Exercises:
• 1. Return the passage on noncommutative space-time word for word, starting at "Since the commutator" and ending at "effect through time-averaging.".
• 2. Resume the passage on noncommutative space-time after its final sentence, continuing its technical discussion rather than the data.

Passage shown:
--- --- ---

If the Planck scale is indeed of order a few TeV, some potential stringy
effects may be observable at future colliders in addition to the existence of
extra dimensions. One such possibility is that near the string scale
space-time becomes noncommutative (NC), \ie, the co-ordinates themselves no
longer commute: $[x_\mu,x_\nu]=i\theta_{\mu\nu}$,
where the $\theta_{\mu\nu}$ are a constant, frame-independent set of six
dimensionful parameters{\cite {rev}}.  This may occur in string theory in
the presence of background fields.  The
$\theta_{\mu\nu}$ may be separated into two classes: (i) space-space
noncommutivity with  $\theta_{ij}=c_{ij}/\Lambda_B^2$, and (ii) space-time
noncommutivity with $\theta_{0i}=c_{0i}/\Lambda_E^2$.
The auxiliary quantities 
$(\hat c_E)_i=c_{0i}$ and $(\hat c_B)_k=\epsilon_{ijk}c_{ij}$, with
$ijk$ cyclic, can be defined, where $\hat c_{E,B}$ are two, fixed,
frame-independent unit
vectors associated with the mass scales $\Lambda_{E,B}$.  These NC scales are
anticipated to lie above a TeV and NC effects will only become apparent
as the these scales are approached.
Since the commutator of the co-ordinates is 
{\it not} a tensor and is frame-independent, NC theories violate Lorentz 
invariance (but can be shown to conserve CPT), 
with the two vectors $\hat c_{E,B}$ 
being preferred directions in space, related to the directions of the
background fields.   Since 
momenta still commute in the usual way, energy and momentum remain 
conserved quantities.  Since experimental 
probes of NC theories are sensitive 
to the directions of $\hat c_{E,B}$, experiments must 
employ astronomical coordinate systems and time-stamp their data so that, 
\eg, the rotation of the Earth or the Earth's motion around the Sun does not 
wash out or dilute the effect through time-averaging. 

It is possible to construct noncommutative analogs of conventional field 
theories following either the 
Weyl-Moyal (WM){\cite {moyal}} or 
Seiberg-Witten (SW){\cite {sw}} approaches, both of which have their own 
advantages and disadvantages. In the SW approach, the field theory 
is expanded in a power series in $\theta$  which 
then produces an infinite tower of additional operators. At any fixed order 
in $\theta${\cite {nonr}}, the theory can be shown to be non-renormalizable. 
The SW construction can, however, be applied to any gauge theory 
with arbitrary matter representations.

--- --- ---

Material supplied:
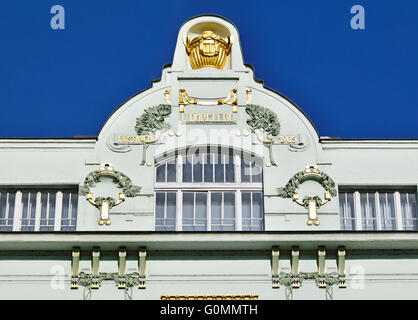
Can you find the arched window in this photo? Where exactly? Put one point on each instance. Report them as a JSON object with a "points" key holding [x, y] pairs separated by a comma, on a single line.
{"points": [[209, 189]]}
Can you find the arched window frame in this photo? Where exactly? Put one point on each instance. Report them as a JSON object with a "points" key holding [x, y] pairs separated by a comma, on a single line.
{"points": [[243, 187]]}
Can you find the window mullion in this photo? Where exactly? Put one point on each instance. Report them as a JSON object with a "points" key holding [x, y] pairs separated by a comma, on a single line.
{"points": [[58, 211], [238, 211], [398, 210], [179, 221], [237, 160], [208, 212], [17, 211], [38, 211], [6, 213], [357, 210], [378, 216]]}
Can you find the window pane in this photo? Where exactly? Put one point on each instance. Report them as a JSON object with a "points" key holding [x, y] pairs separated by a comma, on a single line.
{"points": [[216, 207], [3, 202], [219, 169], [208, 168], [201, 205], [7, 202], [171, 205], [409, 210], [387, 211], [28, 213], [229, 205], [245, 170], [246, 205], [188, 205], [347, 216], [230, 168], [159, 205], [171, 171], [257, 205], [197, 168], [368, 211], [187, 169], [160, 173], [74, 204], [44, 205], [256, 172]]}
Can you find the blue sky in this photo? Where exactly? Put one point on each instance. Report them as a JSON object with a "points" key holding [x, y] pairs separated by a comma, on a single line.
{"points": [[351, 83]]}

--- --- ---

Task-by-task outputs:
• 1.
Since the commutator of the co-ordinates is 
{\it not} a tensor and is frame-independent, NC theories violate Lorentz 
invariance (but can be shown to conserve CPT), 
with the two vectors $\hat c_{E,B}$ 
being preferred directions in space, related to the directions of the
background fields.   Since 
momenta still commute in the usual way, energy and momentum remain 
conserved quantities.  Since experimental 
probes of NC theories are sensitive 
to the directions of $\hat c_{E,B}$, experiments must 
employ astronomical coordinate systems and time-stamp their data so that, 
\eg, the rotation of the Earth or the Earth's motion around the Sun does not 
wash out or dilute the effect through time-averaging.

• 2.
In the WM approach, only $U(N)$ gauge theories are found to be closed under 
the group algebra and the matter content is restricted to the 
(anti-)fundamental and adjoint representations. Further restrictions on matter 
representations apply when a product of group factors is present, such as 
in the SM{\cite {jab}}. These theories are at least  
one-loop renormalizable and appear to remain so even when 
spontaneously broken{\cite {renorm}}. 


%
\begin{figure}[htbp]
\centerline{
\includegraphics[width=5.4cm,angle=90]{clicphi.ps}
\hspace*{5mm}
\includegraphics[width=5.4cm,angle=90]{clicbha.ps}}
\vspace*{0.1cm}
\caption{(Left) Binned $\phi$ distribution for Bhabha scattering at a 3 TeV 
CLIC assuming an integrated luminosity of $1~ab^{-1}$ with 
$|\cos \theta|$ cuts of 0.9, 0.7 and 0.5 (from top to bottom). The solid line 
is the SM prediction while the data assumes $c_{02}=1$ and $\Lambda_E=3$ TeV.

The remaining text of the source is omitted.